=== Page excerpt ===
*****
Short answer: yes. It's okay to do anything you want. If it's a bit unorthodox, subtly train your readers to understand your method and then be consistent with it in your story. Look at the first few pages of Irvine's Welsh's Trainspotting. The prose, generally, and the dialogue, specifically, are both hard to comprehend and amazing at the same time. By page 10, readers have picked up his rhythm and figured out his style, and they enjoy the wild ride the rest of the way. In a piece I'm currently working on, characters text message each other a number of times, and there's zero style guide agreement on how to format text messages in fiction or a screenplay. So I have to pick a style and train my readers that this is what texting looks like in my story.
If you're not sure how to introduce a narrative or short piece of information, use this shortcut. Simply start with . . .
*****
=== Record set ===
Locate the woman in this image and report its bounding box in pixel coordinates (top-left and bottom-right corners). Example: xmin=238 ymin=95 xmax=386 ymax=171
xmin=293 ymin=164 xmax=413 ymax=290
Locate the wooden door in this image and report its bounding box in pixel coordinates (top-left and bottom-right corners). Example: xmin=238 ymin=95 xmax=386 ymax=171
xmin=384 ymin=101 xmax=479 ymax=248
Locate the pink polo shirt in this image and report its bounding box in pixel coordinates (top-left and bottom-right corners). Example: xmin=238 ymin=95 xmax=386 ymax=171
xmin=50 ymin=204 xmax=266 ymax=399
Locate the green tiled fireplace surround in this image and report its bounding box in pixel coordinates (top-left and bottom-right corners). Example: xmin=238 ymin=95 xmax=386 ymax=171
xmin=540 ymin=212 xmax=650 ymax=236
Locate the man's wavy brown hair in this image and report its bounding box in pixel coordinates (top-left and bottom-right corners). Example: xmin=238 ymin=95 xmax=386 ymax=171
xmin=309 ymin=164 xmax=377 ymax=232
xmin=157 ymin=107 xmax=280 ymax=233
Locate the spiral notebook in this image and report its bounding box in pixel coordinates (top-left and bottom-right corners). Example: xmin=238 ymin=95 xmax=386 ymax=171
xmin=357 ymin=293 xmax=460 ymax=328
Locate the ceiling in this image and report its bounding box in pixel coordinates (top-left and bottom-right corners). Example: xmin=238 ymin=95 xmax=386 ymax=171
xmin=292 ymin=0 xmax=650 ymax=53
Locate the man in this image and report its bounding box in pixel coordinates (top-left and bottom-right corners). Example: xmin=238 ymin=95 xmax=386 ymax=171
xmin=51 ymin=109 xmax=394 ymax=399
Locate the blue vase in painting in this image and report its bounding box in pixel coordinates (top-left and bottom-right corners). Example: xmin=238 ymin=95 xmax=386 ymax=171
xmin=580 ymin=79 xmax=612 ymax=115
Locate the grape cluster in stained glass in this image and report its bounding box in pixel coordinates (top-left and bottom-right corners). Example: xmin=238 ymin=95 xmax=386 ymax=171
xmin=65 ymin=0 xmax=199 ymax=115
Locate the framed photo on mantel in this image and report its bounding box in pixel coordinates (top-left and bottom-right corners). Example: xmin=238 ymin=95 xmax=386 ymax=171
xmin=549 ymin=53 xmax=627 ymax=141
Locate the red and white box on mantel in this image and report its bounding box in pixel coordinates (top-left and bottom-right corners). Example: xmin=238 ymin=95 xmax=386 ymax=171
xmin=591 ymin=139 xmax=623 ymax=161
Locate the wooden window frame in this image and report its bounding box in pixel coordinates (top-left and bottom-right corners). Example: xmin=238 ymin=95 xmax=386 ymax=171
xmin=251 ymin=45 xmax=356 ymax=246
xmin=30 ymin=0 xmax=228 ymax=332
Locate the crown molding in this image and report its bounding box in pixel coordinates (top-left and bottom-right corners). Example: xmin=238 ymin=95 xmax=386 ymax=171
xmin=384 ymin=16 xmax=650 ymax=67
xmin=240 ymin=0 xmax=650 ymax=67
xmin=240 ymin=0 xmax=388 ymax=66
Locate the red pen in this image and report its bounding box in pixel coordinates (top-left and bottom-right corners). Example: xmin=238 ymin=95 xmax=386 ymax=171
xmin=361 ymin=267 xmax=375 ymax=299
*****
=== Stated problem A ===
Reproduce the passage of the writing-advice excerpt between "Short answer: yes." and "start with . . .", inclusive.
=== Stated problem B ===
In the writing-advice excerpt, by what page have readers of Trainspotting picked up its rhythm and figured out its style?

=== Expected output A ===
Short answer: yes. It's okay to do anything you want. If it's a bit unorthodox, subtly train your readers to understand your method and then be consistent with it in your story. Look at the first few pages of Irvine's Welsh's Trainspotting. The prose, generally, and the dialogue, specifically, are both hard to comprehend and amazing at the same time. By page 10, readers have picked up his rhythm and figured out his style, and they enjoy the wild ride the rest of the way. In a piece I'm currently working on, characters text message each other a number of times, and there's zero style guide agreement on how to format text messages in fiction or a screenplay. So I have to pick a style and train my readers that this is what texting looks like in my story.
If you're not sure how to introduce a narrative or short piece of information, use this shortcut. Simply start with . . .

=== Expected output B ===
By page 10.